» **AIM**: Could you extract every entry below and reproduce it exactly?

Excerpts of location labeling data
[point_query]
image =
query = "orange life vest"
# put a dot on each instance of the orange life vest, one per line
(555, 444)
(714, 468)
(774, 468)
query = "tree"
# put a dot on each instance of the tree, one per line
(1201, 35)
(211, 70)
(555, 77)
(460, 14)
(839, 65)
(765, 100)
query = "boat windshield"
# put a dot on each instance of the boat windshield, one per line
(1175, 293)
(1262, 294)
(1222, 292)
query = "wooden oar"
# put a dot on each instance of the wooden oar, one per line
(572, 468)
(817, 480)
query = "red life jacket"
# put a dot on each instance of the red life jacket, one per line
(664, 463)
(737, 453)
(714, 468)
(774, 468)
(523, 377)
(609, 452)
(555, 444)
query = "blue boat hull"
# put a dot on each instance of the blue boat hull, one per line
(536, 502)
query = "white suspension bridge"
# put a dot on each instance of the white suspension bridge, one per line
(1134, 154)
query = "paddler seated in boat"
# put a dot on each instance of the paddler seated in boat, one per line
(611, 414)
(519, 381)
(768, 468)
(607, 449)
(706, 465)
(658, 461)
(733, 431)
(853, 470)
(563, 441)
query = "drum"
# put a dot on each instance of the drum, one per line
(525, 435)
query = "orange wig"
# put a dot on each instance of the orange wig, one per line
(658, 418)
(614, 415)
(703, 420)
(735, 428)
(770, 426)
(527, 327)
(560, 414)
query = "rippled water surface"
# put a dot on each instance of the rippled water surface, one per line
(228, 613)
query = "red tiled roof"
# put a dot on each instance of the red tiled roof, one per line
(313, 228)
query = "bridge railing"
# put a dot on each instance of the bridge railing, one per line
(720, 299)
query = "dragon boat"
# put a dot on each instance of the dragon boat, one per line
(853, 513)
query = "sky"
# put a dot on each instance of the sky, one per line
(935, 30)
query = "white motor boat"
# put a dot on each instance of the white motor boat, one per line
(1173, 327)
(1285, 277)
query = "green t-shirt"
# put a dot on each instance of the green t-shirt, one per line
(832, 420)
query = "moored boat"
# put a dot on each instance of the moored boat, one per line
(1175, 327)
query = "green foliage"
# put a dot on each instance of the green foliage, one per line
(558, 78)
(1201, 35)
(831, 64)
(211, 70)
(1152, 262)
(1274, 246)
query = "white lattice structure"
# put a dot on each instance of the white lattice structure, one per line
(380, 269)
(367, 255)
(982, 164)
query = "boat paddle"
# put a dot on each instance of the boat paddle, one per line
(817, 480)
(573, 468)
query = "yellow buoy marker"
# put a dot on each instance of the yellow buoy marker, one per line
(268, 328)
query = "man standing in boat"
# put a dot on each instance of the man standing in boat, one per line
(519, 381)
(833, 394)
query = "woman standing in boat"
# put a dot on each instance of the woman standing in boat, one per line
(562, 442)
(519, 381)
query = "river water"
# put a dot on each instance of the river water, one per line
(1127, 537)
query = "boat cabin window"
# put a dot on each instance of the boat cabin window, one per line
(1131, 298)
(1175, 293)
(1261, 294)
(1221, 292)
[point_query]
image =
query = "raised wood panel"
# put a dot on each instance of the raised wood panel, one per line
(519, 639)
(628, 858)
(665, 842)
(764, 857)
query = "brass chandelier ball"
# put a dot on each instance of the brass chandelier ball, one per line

» **EXERCISE RESPONSE**:
[point_query]
image =
query = "orange life vest"
# put a dot on each instance of the orange life vest, one per line
(555, 444)
(714, 468)
(774, 468)
query = "tree"
# put a dot on each instance of the tree, one per line
(1201, 35)
(211, 70)
(555, 77)
(460, 14)
(839, 65)
(765, 100)
query = "boat windshield"
# put a dot on each instance of the boat windshield, one per line
(1175, 293)
(1262, 294)
(1222, 292)
query = "wooden oar"
# put a dot on each instance of the wooden oar, one per line
(572, 468)
(817, 480)
query = "red life jacket"
# put a dot on each instance of the red life jacket, one per line
(664, 463)
(737, 453)
(714, 468)
(774, 468)
(523, 377)
(609, 452)
(555, 444)
query = "blue boat hull"
# put a dot on each instance of the blue boat hull, one per line
(536, 502)
query = "white suspension bridge"
# put a dot on each instance of the white suspension bridge, one per line
(1134, 154)
query = "paddler seated in boat"
# put a dot on each instance of the paddler seated in boat, one per line
(611, 414)
(519, 381)
(768, 468)
(607, 449)
(706, 465)
(658, 461)
(733, 431)
(853, 470)
(563, 441)
query = "drum"
# put a dot on each instance of the drum, one per line
(525, 435)
query = "orange wig"
# put a dot on each instance of the orange wig, one per line
(658, 418)
(614, 415)
(703, 420)
(735, 428)
(770, 426)
(527, 327)
(560, 414)
query = "rippled water surface"
# put a dot on each instance of the rippled water surface, one per line
(228, 613)
query = "red tiled roof"
# put a dot on each instance of the red tiled roof, one per line
(313, 228)
query = "bridge railing"
# put a dot on each instance of the bridge railing, one per line
(720, 299)
query = "dragon boat"
# put a dot on each instance of the dragon boat, one per line
(853, 513)
query = "sky"
# put a dot on each instance of the sky, one per line
(935, 30)
query = "white motor boat"
# put a dot on each instance of the white motor boat, one per line
(1173, 327)
(1285, 277)
query = "green t-shirt"
# put a dot on each instance of the green t-shirt, one per line
(832, 420)
query = "moored boat"
# put a dot on each instance of the moored boat, one per line
(1175, 327)
query = "green foliage"
# put a dot on each instance of the green foliage, one per line
(558, 78)
(1201, 35)
(831, 64)
(211, 70)
(1152, 262)
(1274, 246)
query = "white lattice structure"
# put a dot on each instance of the white lattice structure, one per line
(380, 269)
(367, 255)
(982, 164)
query = "boat paddle"
# put a dot on each instance of the boat paddle, one per line
(817, 480)
(573, 468)
query = "yellow buoy marker"
# put a dot on each instance of the yellow buoy marker, one per line
(268, 328)
query = "man standing in boat"
# put a dot on each instance of the man standing in boat, one per line
(519, 381)
(833, 394)
query = "woman standing in boat"
# put a dot on each instance of the woman standing in boat, one per line
(562, 442)
(519, 381)
query = "river water"
# put a dot on each instance of the river water, one per line
(1127, 537)
query = "boat cabin window"
# put a dot on each instance of the boat cabin window, one per line
(1131, 298)
(1175, 293)
(1261, 294)
(1221, 292)
[point_query]
image =
query = "raised wood panel"
# put a dot on each instance of the raised wood panel, one per line
(519, 639)
(628, 858)
(665, 842)
(764, 857)
query = "brass chandelier ball"
# put a dot on each instance of the brass chandelier ball, one per line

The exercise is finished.